━━ Testo estratto ━━
In un mondo nel quale si affermava che "Chiunque discorre molto con una donna, è causa di male a se stesso, trascura lo studio della Legge e finisce nella Geenna", la rivoluzionaria normalità con la quale Gesù si rapportava con le donne non doveva essere ben vista, come appare nel vangelo di Giovanni dove i discepoli, colto il Signore in colloquio con una samaritana, "si meravigliarono che stesse a discorrere con una donna" (Gv 4,27).
Perché mai parlare con una donna? Non insegna
la tradizione che "una donna non ha da imparare che a servirsi del
fuso", e che "l’uso della donna è di stare in casa", mentre
"l’uso dell’uomo è di uscire e di apprendere dagli uomini"? La donna
era esclusa dall’istruzione religiosa. Per i rabbini questa esclusione era
giustificata dal fatto che riguardo alla Parola di Dio nella Bibbia è scritto
"la insegnerete ai vostri figli" (Dt 11,19). Se il Signore avesse
voluto che l’insegnamento fosse esteso anche alle donne, avrebbe aggiunto
"alle vostre figlie", invece non l’ha fatto. Gli scribi arrivavano ad
affermare che è meglio che "le parole della Legge vengano distrutte dal
fuoco piuttosto che essere insegnate alle donne", perché Dio "non
parlò con alcuna donna se non con quella giusta ed anche quella volta per una
causa". Infatti, il Signore, offeso dell'innocente bugia di Sara che,
"poiché aveva paura", negò di aver riso all’annuncio della sua
maternità (Gen 18,1-15), non rivolse più la parola a nessuna donna.
L’emarginazione
della donna ebrea non riguardava solo la sfera religiosa ma la sua intera
esistenza fin dal primo apparire. Infatti, secondo il Libro del Levitico, la
nascita di una bambina rende impura la madre per circa tre mesi (Lv 12,-25).
━━━
━━ Dati mostrati ━━
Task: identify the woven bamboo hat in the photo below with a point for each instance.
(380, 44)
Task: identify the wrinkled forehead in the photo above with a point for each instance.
━━━
*Attività richieste:*
[A] Stabilisca se ciascuna delle seguenti affermazioni concorda con il brano sulla condizione della donna, rispondendo sì o no e citando testualmente le parole decisive: (i) i discepoli si stupirono vedendo Gesù parlare con una donna; (ii) secondo i rabbini, la Bibbia prescrive di insegnare la Parola di Dio anche alle figlie; (iii) Sara negò di aver riso perché aveva paura.
[B] Prosegua il brano sulla condizione della donna a partire dalla sua ultima frase.

*Risposte alle attività:*
[A]
(i) Sì: «si meravigliarono che stesse a discorrere con una donna».
(ii) No: «avrebbe aggiunto "alle vostre figlie", invece non l’ha fatto».
(iii) Sì: «"poiché aveva paura", negò di aver riso».

[B]
Per la sua particolare condizione fisiologica la donna viveva inoltre in una
situazione di perenne impurità (Lv 15,19-30), e per questo era considerata
l’essere umano più distante da Dio. Se in tutte le culture la nascita di una
bambina non è mai stata auspicabile ("Auguri e figli maschi!"), nel
mondo giudaico l’arrivo di una figlia era considerato un’autentica sciagura,
come scrive sconsolato l’autore del Siracide: "Una figlia è per il padre
un’inquietudine segreta, la preoccupazione per lei allontana il sonno: nella
sua giovinezza, perché non sfiorisca, una volta accasata, perché non sia
ripudiata. Finché è ragazza, si teme che sia sedotta e che resti incinta nella
casa paterna; quando è con un marito, che cada in colpa, quando è accasata, che
sia sterile" (Sir 42,9-10).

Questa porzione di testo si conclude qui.